## EXTRAIT DU DOCUMENT
□ □ □ □ □ □ □

Formation
L’école académique de formation continue est arrivée dans nos académies... On aurait aimé savoir ce qui ne convenait pas dans les « DAFPEN [1] » et ce qui a motivé cette transformation. On aurait aimé être prévenus avant la mise en place de cette nouvelle structure et même recevoir un lexique pour essayer de comprendre ce qui se cache derrière le vocabulaire employé : « abonnement », « pré-inscription », « pilote »… On aurait préféré attendre que les personnes chargées de proposer des formations comprennent le nouveau fonctionnement et soient à même de le présenter aux personnels, avant de se précipiter. Mais puisque nous y sommes, une année bien difficile se profile, tant pour les stagiaires que pour les formateurs, car le système n’est pas à la hauteur des enjeux.
La formation continue est un droit, mais c’est surtout une garantie que les personnels évoluent avec la société, qu’ils et elles améliorent leur pratique. C’est aussi une assurance de rester en contact avec le monde de la recherche, en didactique, en neuroscience ou encore en pédagogie. C’est la promesse d’un enseignement renouvelé, vivant et ouvert aux autres.
Notre ministre promet dorénavant que les formations auront lieu le soir ou bien le mercredi après-midi ou encore pendant les congés scolaires… faut-il qu’il compte sur des enseignants dévoués pour espérer qu’ils ou elles consacrent encore davantage de leur temps personnel à leur métier ! Fait-il abstraction du profond découragement et des conditions d’exercices dégradées que subissent les personnels de l’Éducation Nationale depuis plusieurs années ? Souhaite-t-il augmenter encore la charge de travail, contribuer au manque de considération et saboter finalement la formation continue… on n’ose le croire.
Le temps de formation est un investissement : bien souvent c’est une journée très chargée avec parfois des déplacements de plusieurs heures, mais quand on l’a choisie, on veut s’informer, partager nos pratiques, échanger sur les modalités de mise en œuvre, se questionner sur la pertinence pédagogique et la plus-value pour notre enseignement. Ce temps est aussi un point de départ, celui d’une rencontre avec des collègues, celui d’un changement de méthode, ou celui d’un intérêt pour une nouvelle pratique. Chaque formation a potentiellement un retentissement sur des dizaines d’élèves de chaque professeur stagiaire qui accepte de faire évoluer sa façon de faire en classe. Quelle richesse pour nos élèves !

□ □ □ □ □ □ □

Extraits d'enregistrements de segmentation

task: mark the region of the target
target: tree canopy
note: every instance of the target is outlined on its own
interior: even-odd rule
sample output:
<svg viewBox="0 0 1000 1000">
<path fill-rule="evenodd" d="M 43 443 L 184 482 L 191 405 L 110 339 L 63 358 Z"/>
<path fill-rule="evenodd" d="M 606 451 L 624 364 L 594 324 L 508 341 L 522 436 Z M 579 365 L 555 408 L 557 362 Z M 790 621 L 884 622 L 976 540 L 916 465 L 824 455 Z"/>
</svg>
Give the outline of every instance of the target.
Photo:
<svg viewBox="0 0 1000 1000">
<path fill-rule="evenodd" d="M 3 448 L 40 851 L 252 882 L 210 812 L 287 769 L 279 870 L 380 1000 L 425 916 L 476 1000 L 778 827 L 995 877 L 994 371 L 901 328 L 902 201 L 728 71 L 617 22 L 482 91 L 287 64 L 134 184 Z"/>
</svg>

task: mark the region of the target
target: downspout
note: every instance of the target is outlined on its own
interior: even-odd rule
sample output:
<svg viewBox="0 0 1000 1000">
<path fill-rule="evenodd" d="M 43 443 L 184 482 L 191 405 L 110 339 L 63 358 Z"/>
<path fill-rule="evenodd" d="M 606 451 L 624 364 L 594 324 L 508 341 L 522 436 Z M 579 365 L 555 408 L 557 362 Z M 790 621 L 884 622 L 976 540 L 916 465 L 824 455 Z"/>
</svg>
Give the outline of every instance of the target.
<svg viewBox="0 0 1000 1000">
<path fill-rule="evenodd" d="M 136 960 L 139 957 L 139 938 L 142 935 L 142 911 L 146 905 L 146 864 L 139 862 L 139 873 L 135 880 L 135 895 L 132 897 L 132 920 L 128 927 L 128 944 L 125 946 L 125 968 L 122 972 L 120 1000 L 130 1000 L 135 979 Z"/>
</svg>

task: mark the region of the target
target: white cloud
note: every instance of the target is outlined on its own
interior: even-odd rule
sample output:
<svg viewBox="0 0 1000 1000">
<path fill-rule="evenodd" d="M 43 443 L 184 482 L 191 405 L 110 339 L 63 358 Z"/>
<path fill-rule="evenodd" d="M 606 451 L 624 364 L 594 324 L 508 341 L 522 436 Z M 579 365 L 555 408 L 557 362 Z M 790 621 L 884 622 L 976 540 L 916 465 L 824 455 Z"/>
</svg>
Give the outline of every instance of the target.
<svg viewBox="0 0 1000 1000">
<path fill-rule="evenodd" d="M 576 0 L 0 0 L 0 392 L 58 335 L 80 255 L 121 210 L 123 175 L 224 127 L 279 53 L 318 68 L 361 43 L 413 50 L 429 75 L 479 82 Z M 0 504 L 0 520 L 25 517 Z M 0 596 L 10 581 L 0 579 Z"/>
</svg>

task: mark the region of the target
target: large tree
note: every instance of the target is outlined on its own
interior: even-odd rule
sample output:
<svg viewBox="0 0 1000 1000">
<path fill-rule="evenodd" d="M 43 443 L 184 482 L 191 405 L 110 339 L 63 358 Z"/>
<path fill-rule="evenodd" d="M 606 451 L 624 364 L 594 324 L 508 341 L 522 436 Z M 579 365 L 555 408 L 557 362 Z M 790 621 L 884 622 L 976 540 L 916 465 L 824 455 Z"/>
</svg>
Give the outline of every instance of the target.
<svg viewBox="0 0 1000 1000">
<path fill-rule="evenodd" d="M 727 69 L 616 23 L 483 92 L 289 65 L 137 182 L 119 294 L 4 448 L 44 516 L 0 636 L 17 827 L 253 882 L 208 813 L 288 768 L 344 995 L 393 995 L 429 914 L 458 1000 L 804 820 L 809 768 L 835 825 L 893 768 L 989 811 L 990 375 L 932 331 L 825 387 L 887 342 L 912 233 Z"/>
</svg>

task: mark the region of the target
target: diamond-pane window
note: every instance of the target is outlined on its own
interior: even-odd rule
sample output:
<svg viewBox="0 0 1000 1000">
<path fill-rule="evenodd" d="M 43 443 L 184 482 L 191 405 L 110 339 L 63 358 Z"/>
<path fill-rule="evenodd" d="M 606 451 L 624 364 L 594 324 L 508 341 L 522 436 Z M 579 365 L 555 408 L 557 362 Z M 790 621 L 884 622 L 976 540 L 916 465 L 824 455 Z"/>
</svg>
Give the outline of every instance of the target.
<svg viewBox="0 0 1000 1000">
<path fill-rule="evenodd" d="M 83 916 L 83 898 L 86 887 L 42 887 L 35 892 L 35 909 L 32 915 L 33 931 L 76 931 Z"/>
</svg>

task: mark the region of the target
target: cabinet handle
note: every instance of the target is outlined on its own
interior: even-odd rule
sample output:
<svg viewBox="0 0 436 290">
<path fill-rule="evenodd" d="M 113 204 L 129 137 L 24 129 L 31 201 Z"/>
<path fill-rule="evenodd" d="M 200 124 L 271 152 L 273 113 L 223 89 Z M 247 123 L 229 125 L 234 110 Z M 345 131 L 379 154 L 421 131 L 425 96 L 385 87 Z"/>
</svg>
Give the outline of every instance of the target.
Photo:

□ □ □ □ □ □ □

## EXERCICE ÉCRIT 1
Expliquez en une à trois phrases pourquoi, selon l'extrait du document, une année bien difficile se profile pour les stagiaires et les formateurs.
## EXERCICE ÉCRIT 2
Résumez l'extrait du document en deux phrases.
## EXERCICE ÉCRIT 3
D'après l'extrait du document, à quels moments le ministre promet-il que les formations auront désormais lieu ?
Répondez en vous fondant uniquement sur l'extrait du document.

## CORRIGÉ DÉTAILLÉ 1
Une année difficile s'annonce, pour les stagiaires comme pour les formateurs, parce que le nouveau système de formation continue n'est pas à la hauteur des enjeux.

## CORRIGÉ DÉTAILLÉ 2
L'école académique de formation continue a pris le relais des DAFPEN sans explication ni préparation, et le ministre prévoit désormais des formations le soir, le mercredi après-midi ou pendant les congés, ce qui fait craindre une charge de travail accrue pour des personnels déjà découragés. Or la formation continue est un droit et une garantie d'évolution des pratiques, et le temps qui lui est consacré est un investissement dont peuvent bénéficier des dizaines d'élèves.

## CORRIGÉ DÉTAILLÉ 3
Le soir, le mercredi après-midi ou pendant les congés scolaires.